**REQUIRED WORK:** Turn the material below, from the line with "mark the white" up to and including the line with "mark the green", into a numbered list with no blank lines. Leave out the pictures.

**MATERIAL:**
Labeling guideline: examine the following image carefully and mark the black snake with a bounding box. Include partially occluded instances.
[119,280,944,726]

--

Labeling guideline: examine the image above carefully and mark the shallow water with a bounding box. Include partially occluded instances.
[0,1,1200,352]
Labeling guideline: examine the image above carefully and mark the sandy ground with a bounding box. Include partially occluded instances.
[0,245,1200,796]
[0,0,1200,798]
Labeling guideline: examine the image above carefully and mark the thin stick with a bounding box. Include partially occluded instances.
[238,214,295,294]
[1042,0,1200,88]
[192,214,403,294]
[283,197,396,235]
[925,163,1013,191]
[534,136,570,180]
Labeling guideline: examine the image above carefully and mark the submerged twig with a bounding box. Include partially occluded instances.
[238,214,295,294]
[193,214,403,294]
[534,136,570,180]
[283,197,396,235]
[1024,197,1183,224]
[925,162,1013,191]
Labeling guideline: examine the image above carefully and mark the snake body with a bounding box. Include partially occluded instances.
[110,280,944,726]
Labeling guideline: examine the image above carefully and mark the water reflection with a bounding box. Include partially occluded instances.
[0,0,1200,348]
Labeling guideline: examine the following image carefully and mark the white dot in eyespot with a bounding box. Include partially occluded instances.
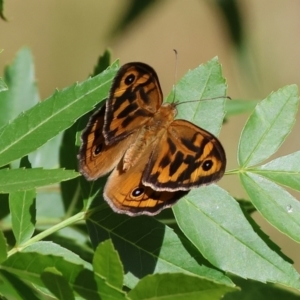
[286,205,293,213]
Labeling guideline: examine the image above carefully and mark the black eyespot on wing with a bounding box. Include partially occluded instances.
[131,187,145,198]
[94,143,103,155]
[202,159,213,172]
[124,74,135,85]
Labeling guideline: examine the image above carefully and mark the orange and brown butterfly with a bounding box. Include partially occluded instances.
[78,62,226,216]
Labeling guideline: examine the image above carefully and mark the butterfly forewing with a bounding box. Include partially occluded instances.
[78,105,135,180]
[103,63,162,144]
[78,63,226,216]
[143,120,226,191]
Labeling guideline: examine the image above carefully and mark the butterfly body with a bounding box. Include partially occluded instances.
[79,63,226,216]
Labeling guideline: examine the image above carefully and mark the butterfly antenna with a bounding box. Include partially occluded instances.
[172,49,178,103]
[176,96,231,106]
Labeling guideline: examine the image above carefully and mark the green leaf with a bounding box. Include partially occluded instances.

**OUTPUT OF THE TASK:**
1. Labeling guideline: examine the following image carefully and mark the white dot in eyespot with a bounding box. Include partially occluded instances.
2. [286,205,293,213]
3. Labeling guideline: examine the image above carefully and mark the black eyespot on wing with a bounding box. Include partially occluded instances.
4. [131,187,145,198]
5. [94,143,103,155]
6. [202,159,213,172]
7. [124,74,135,85]
8. Labeling guideline: examine the image above carefully and mark the orange and brown butterfly with a bounding box. Include partially occluded instances.
9. [78,62,226,216]
10. Labeling guideline: examine the image above carefully and mark the butterfly forewing with a bounding box. Include partially occluded instances.
11. [78,105,135,180]
12. [103,63,162,144]
13. [78,63,226,216]
14. [143,120,226,191]
15. Labeling guideline: examine the image above carefully and mark the butterfly body with a bounding box. Include partially occluded instances.
16. [79,63,226,216]
17. Labeling guideline: examine the image above carefully and mark the butterfly antenna with a bounding box. Include partially occluded instances.
18. [172,49,178,103]
19. [176,96,231,106]
20. Labeling guideline: examine the image above carefully and mark the green leaf with a bounding box. Include partially occluded instances.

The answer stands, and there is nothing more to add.